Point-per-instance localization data

· · · · · · ·

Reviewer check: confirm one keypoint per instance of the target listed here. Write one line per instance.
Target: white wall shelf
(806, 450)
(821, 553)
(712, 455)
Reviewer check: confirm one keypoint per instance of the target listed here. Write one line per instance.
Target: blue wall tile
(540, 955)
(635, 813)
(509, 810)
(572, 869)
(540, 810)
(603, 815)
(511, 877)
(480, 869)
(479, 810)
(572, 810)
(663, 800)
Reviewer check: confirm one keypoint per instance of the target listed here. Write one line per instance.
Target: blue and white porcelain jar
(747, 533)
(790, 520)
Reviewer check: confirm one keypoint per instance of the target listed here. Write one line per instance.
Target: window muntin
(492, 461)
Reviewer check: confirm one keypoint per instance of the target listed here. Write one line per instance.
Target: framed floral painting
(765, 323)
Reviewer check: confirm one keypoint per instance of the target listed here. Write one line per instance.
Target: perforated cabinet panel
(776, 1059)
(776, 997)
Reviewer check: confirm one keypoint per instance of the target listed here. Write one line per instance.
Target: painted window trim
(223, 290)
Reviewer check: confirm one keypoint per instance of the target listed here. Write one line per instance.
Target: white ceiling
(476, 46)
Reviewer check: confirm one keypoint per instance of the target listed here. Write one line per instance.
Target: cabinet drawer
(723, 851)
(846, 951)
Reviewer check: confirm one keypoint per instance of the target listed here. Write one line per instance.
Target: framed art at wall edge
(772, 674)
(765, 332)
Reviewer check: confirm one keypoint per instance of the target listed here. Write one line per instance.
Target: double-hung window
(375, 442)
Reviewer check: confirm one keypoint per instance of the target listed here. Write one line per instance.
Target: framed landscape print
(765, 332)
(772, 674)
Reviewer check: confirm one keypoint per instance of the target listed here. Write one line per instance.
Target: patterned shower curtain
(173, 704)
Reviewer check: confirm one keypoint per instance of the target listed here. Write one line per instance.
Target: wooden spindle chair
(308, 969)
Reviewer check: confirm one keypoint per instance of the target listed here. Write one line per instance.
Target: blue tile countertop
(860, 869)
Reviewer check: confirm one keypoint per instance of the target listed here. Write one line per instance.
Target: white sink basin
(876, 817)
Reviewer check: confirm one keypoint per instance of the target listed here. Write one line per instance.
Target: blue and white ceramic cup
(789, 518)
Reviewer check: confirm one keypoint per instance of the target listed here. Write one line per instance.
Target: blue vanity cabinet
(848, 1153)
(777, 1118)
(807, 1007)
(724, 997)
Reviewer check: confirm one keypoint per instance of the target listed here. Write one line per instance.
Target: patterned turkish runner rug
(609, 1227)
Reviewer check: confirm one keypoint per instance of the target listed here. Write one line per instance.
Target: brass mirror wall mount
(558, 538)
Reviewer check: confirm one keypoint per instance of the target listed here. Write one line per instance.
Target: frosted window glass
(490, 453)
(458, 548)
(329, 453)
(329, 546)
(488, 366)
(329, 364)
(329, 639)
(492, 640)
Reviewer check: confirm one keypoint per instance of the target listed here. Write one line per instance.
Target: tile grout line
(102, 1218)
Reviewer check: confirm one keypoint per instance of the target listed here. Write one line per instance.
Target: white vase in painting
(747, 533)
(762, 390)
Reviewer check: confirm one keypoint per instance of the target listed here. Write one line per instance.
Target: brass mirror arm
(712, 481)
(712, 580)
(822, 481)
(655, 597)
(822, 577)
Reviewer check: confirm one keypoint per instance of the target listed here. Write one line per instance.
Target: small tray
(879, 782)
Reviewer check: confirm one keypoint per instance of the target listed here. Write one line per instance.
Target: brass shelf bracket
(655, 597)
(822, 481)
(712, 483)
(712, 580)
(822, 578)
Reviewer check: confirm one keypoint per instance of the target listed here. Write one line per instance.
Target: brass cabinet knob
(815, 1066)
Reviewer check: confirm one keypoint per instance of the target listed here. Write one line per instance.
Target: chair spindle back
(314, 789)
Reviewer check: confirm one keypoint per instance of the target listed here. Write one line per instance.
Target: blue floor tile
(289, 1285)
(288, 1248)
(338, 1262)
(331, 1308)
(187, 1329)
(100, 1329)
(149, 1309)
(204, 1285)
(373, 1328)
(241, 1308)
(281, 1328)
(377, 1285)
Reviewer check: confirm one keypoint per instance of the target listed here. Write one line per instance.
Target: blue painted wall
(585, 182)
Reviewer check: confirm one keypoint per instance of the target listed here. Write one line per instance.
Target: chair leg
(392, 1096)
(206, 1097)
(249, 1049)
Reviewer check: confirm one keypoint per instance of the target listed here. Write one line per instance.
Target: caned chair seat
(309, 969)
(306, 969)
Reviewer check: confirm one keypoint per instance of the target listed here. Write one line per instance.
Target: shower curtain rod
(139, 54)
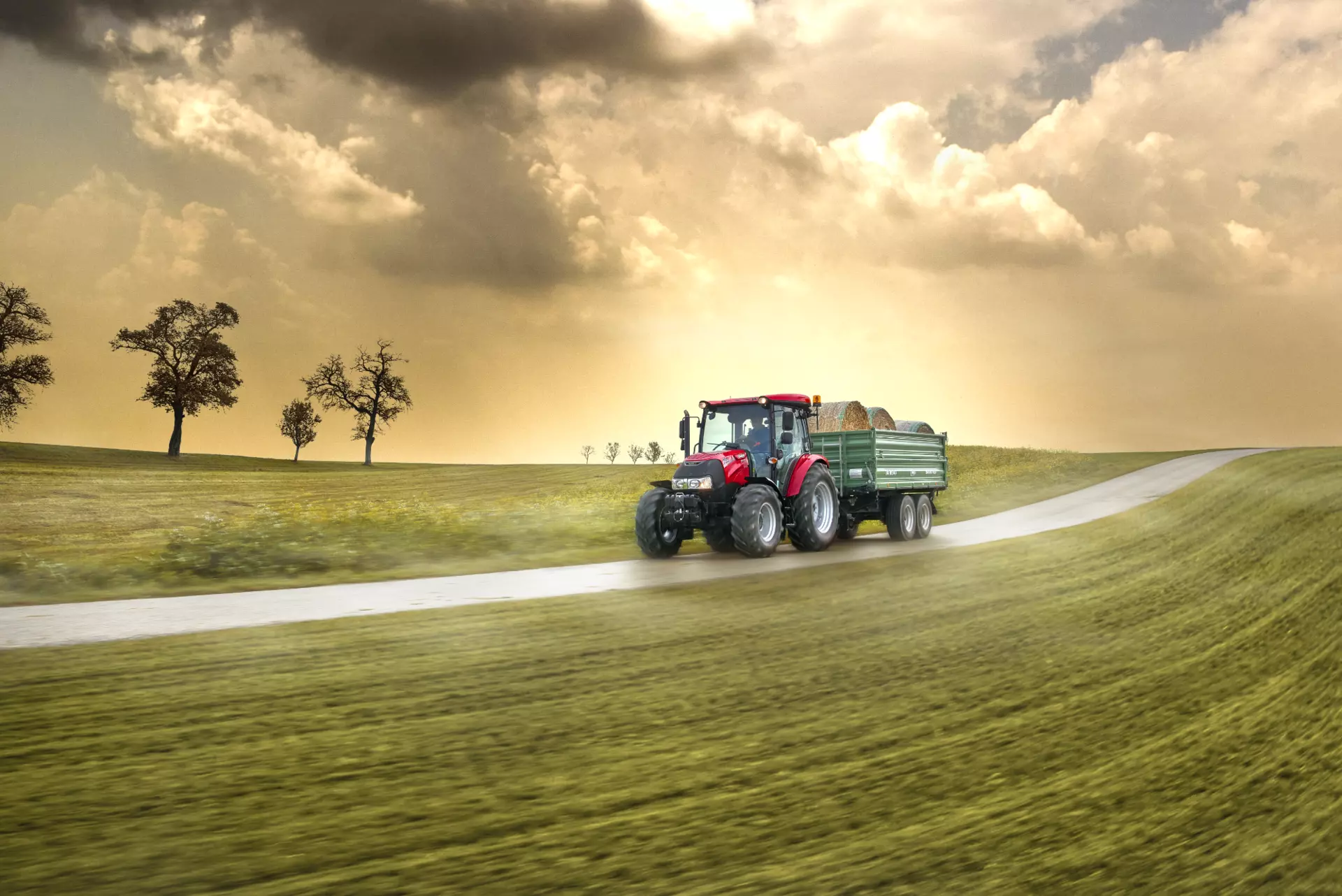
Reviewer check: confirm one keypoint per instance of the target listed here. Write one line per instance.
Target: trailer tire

· · · · · · ·

## Task statement
Every record above must be copied exactly, and no picture may appear in the copy.

## Final answer
Reviewer check: confirm one keypoint per instance of the target listed here. Write one line per instance.
Target: white wall shelf
(806, 450)
(821, 553)
(712, 455)
Reviewer check: confirm one keypoint per instance of the target listed here. Write one line per instance.
Target: blue wall tile
(540, 955)
(635, 813)
(509, 810)
(572, 869)
(540, 810)
(603, 815)
(511, 877)
(480, 869)
(479, 810)
(572, 810)
(663, 800)
Reviewer check: confirm one keypoint per instance of the target listed here. Write one line per instance.
Target: blue and white porcelain jar
(747, 533)
(790, 520)
Reviewer check: confirm one keypoint per instance of the target listed here. Write one line per instance.
Target: window muntin
(492, 461)
Reviewer check: confirm one keypoint per instance of the target listed here. Write one line per instance.
Target: framed floral painting
(765, 323)
Reviewer check: confirm one keypoint per instance of the target listed here. Write one line per instance.
Target: perforated cabinet panel
(776, 1059)
(776, 997)
Reviewer check: confirm one keypoint per instance of the target listed here. Write one line per instance.
Target: painted window trim
(223, 290)
Reviewer check: confirm one keypoint per instance of the target listed here. Write one line per instance.
Target: white ceiling
(476, 46)
Reviewer check: confirm one keypoint per instance of the target listed here. Write one line per instance.
Target: cabinet drawer
(723, 851)
(846, 951)
Reviewer check: confirm one keypoint per instance of the target listed here. Write one line per instance.
Target: framed art at wall edge
(772, 674)
(765, 332)
Reviewer check: confirm one keypoint per instance of the target listed here. Write one line per instance.
Target: double-hung window
(375, 442)
Reviewer check: confirm one keypoint per instance of the target listed here. Write one line per instance.
Target: framed landscape print
(765, 332)
(772, 674)
Reviewer check: confirm one keypoint per instance of the target listed here. Write one line per instance.
Target: patterned shower curtain
(173, 704)
Reviewer check: confirm one keypoint per instance of the target listed here. Write one line per instance.
Target: wooden spindle chair
(308, 969)
Reviewer check: confirm one keypoint per instance of the target listed here. Write one line per instance.
Target: blue tile countertop
(860, 869)
Reviewer check: confirm one keypoint per instance of the target listed here. Write one line per instance.
Target: white sink basin
(876, 817)
Reviewer check: confirm one keypoint per instance of the target listed here. Write one line per instance.
Target: blue and white ceramic cup
(789, 518)
Reviewer check: confirm one keypoint per instance of the target listed here. Write one line per instance.
Target: blue vanity cabinet
(848, 1153)
(777, 1118)
(807, 1007)
(724, 997)
Reviewer check: confirm one keypoint per instance of the target listed here. Write one line per instance.
Target: patterned turkish runner rug
(609, 1227)
Reviewer check: confirm one keypoint per instance of the target listed here. Write one line per instance.
Target: brass mirror wall mount
(558, 538)
Reviewer check: confirm one keypoint per instance of the target listed here. Write one line per instance.
Target: frosted window glass
(490, 453)
(458, 548)
(329, 453)
(329, 546)
(488, 366)
(329, 364)
(329, 639)
(492, 640)
Reviewer check: confirm one keypoint per instance of the target listed here. Write one line per instance.
Target: tile grout line
(102, 1218)
Reviewer check: confirm one keypoint per instance of the target listed here. Write one line per instance.
Target: white vase in painting
(747, 533)
(762, 390)
Reviewer check: confirm one keypoint per instance of the target listed here. Write one line per instance.
Target: brass mirror arm
(712, 481)
(712, 580)
(822, 481)
(655, 597)
(822, 577)
Reviewer check: confirm one keypoint per instance of the target listed here. Write one line per instance.
Target: small tray
(879, 782)
Reviewer check: confirm one keypoint per instance of the target listed here. Write one line per instance.
Target: brass shelf bracket
(655, 597)
(822, 481)
(712, 483)
(712, 580)
(822, 578)
Reviewer check: confirm one keypoint per instance of the target listed here. Write one line per instance.
Target: brass cabinet knob
(815, 1066)
Reviewer check: confirm one keypoint per instance of the target listed here. Write one line per instance.
Target: chair spindle back
(314, 789)
Reviewer check: confirm one keypoint per instance of the target listed here. Write one line per instance.
Target: blue floor tile
(289, 1285)
(288, 1248)
(338, 1262)
(331, 1308)
(187, 1329)
(100, 1329)
(149, 1309)
(204, 1285)
(373, 1328)
(241, 1308)
(281, 1328)
(377, 1285)
Reviewer check: confirm one keypoint per instance of the target listed here. Write one line per instance.
Target: blue painted wall
(585, 182)
Reviewer check: confirm one keypoint per instance of the target listed here. Write one line per instance.
Target: chair leg
(392, 1096)
(206, 1097)
(249, 1049)
Reviewer check: confirm one keypoint per instance of the target listed here. Write one line per instance.
Target: caned chair seat
(309, 969)
(306, 969)
Reviewer check: confirm one keypoint per instance of the target listed here. Write one line per instance.
Target: shower curtain rod
(139, 54)
Reviewer check: confirm one keypoint per instance of the target listed here. Write one line per instance.
Target: trailer tire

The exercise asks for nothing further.